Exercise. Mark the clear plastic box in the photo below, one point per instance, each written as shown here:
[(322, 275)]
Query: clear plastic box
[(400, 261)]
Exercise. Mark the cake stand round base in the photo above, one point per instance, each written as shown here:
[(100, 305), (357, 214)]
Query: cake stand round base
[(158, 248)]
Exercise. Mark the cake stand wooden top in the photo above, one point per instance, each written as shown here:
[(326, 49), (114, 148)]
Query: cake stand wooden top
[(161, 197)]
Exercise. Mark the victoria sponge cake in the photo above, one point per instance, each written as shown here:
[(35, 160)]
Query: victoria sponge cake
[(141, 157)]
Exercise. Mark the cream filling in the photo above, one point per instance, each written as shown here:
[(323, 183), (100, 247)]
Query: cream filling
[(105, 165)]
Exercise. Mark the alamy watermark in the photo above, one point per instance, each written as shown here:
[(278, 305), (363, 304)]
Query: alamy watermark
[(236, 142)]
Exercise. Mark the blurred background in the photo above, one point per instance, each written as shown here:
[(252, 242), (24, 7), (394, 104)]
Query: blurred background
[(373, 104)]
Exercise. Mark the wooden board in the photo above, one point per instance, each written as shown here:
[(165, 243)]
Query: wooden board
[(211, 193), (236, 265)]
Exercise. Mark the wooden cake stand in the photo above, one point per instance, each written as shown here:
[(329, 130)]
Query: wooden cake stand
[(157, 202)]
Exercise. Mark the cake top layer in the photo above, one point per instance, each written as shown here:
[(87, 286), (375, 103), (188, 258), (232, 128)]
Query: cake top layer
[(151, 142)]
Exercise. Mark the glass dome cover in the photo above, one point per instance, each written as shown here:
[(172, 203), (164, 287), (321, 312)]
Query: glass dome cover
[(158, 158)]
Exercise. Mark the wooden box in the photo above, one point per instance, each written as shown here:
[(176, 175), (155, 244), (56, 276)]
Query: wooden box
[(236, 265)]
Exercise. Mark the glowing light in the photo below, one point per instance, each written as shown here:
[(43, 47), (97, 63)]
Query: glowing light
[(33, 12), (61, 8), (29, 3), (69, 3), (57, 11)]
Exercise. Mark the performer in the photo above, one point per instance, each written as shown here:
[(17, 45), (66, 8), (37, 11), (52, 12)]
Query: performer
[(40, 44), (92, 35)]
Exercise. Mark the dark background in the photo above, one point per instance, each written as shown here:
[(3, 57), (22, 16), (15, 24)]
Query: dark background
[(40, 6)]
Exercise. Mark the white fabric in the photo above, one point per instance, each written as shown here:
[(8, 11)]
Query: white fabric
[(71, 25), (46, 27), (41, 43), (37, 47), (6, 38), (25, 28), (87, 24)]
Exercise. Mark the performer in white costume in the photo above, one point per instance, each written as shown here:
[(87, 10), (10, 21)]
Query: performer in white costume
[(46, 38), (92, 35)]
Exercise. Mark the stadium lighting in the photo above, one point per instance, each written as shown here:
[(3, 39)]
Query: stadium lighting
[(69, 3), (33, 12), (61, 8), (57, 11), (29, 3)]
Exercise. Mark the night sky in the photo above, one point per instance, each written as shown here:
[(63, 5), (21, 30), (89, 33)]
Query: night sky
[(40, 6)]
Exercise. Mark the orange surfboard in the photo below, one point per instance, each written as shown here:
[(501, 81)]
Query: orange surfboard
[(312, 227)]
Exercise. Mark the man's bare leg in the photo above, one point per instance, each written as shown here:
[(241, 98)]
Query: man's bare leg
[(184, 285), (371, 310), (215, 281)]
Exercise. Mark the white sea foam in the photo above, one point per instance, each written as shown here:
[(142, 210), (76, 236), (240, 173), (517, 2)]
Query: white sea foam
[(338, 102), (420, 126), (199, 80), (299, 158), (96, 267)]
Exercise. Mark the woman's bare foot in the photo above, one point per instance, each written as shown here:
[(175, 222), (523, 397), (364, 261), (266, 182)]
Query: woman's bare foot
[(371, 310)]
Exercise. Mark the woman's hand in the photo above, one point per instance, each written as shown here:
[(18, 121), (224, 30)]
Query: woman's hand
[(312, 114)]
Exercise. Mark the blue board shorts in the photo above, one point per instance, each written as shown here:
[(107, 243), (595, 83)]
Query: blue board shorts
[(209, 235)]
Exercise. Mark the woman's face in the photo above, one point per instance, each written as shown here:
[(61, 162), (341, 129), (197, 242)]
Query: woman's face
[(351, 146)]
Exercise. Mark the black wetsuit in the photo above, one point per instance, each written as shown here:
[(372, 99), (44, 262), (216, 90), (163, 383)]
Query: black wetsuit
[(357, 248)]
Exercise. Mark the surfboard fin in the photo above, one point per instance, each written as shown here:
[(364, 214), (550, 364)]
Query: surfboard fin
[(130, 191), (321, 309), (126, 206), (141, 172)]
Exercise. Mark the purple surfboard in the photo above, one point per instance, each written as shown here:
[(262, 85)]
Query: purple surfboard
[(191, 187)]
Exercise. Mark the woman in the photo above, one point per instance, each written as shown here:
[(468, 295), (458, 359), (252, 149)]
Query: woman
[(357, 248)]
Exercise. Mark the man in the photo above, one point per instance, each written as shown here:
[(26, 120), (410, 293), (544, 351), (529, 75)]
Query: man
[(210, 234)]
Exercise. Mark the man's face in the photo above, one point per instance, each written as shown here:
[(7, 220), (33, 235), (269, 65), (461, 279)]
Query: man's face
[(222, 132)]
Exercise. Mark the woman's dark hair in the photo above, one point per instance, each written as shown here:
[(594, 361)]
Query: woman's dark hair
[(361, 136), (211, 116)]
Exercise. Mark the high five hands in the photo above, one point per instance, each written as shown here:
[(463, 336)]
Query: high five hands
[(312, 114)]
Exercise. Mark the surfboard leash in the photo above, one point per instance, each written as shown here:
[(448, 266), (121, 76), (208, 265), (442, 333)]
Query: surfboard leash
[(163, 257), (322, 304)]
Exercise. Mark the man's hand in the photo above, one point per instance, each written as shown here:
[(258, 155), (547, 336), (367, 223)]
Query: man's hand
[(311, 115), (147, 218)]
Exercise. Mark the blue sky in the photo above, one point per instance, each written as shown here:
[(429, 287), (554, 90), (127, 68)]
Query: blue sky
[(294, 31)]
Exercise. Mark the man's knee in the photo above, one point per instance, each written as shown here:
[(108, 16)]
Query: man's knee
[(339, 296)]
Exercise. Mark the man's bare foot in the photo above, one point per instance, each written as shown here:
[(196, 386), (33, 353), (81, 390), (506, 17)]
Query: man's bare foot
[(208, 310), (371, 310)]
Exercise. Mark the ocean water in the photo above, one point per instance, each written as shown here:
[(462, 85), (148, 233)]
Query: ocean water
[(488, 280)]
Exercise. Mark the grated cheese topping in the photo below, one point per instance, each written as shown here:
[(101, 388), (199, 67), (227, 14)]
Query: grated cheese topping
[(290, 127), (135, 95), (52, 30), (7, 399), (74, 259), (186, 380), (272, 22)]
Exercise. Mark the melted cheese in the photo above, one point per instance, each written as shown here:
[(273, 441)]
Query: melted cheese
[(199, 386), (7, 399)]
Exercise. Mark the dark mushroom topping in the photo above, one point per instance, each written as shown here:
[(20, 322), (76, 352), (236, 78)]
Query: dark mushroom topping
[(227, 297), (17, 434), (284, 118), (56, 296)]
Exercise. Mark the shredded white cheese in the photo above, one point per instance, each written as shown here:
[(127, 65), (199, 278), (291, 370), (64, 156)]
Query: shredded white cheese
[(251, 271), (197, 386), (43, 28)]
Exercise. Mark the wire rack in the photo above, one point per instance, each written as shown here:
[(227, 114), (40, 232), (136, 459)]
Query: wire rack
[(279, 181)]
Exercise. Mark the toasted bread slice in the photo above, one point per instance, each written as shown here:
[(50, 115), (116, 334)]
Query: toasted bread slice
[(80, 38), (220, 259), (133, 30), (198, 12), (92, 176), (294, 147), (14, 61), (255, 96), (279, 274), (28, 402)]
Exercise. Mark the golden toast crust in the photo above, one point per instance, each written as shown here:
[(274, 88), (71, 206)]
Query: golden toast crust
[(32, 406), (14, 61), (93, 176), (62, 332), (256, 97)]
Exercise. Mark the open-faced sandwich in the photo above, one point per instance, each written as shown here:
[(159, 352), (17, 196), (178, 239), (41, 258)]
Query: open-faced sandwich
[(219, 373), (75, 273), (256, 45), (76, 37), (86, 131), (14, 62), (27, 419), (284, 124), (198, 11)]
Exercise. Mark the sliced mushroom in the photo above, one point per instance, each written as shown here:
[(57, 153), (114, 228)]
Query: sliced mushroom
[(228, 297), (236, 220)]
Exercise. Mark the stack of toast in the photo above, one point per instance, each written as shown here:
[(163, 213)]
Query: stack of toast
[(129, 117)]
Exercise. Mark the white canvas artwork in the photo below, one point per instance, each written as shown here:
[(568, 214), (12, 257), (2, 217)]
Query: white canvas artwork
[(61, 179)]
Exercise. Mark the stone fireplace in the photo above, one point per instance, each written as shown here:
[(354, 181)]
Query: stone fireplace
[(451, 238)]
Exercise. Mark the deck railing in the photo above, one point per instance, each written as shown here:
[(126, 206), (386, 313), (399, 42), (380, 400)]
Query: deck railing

┄┄┄┄┄┄┄┄┄┄┄┄┄┄┄┄┄┄┄┄

WHAT THE TASK ASKS => Considering only the material above, set down every line from the one with "Query: orange surfboard" to the one with "Exercise. Mark the purple", inclusive, exactly as written.

RESPONSE FOR THIS EXERCISE =>
Query: orange surfboard
[(312, 227)]
Exercise. Mark the man's bare leg in the photo above, one point per instance, each written as shown here:
[(241, 98)]
Query: man's bare leg
[(184, 285), (371, 310), (215, 281)]
Exercise. Mark the white sea foam in the photo above, one point per instance, each written as shown here:
[(142, 210), (76, 236), (240, 173), (517, 2)]
Query: white sea foam
[(338, 102), (420, 126), (199, 80), (299, 158), (96, 267)]
Exercise. Mark the woman's bare foot in the photo above, one point per instance, each written as shown here:
[(175, 222), (523, 397), (364, 261), (266, 182)]
Query: woman's bare foot
[(371, 310)]
Exercise. Mark the woman's hand in the photo above, one point per instance, each written as shown here:
[(18, 121), (224, 30)]
Query: woman's hand
[(312, 114)]
Exercise. Mark the blue board shorts in the photo above, one point per instance, each written as shown here:
[(107, 243), (595, 83)]
Query: blue board shorts
[(209, 235)]
Exercise. Mark the woman's face in the photo above, one point per instance, each written as shown here:
[(61, 162), (341, 129), (197, 242)]
Query: woman's face
[(351, 146)]
Exercise. Mark the black wetsuit in the photo above, one point per instance, each written as shown here:
[(372, 99), (44, 262), (216, 90), (163, 383)]
Query: black wetsuit
[(357, 248)]
Exercise. Mark the surfboard fin in the photo above, one point per instance, each written as shown here:
[(364, 214), (550, 364)]
Query: surfboard fin
[(130, 191), (321, 309), (126, 206), (141, 172)]
Exercise. Mark the purple surfboard in the photo above, one point per instance, each written as shown here:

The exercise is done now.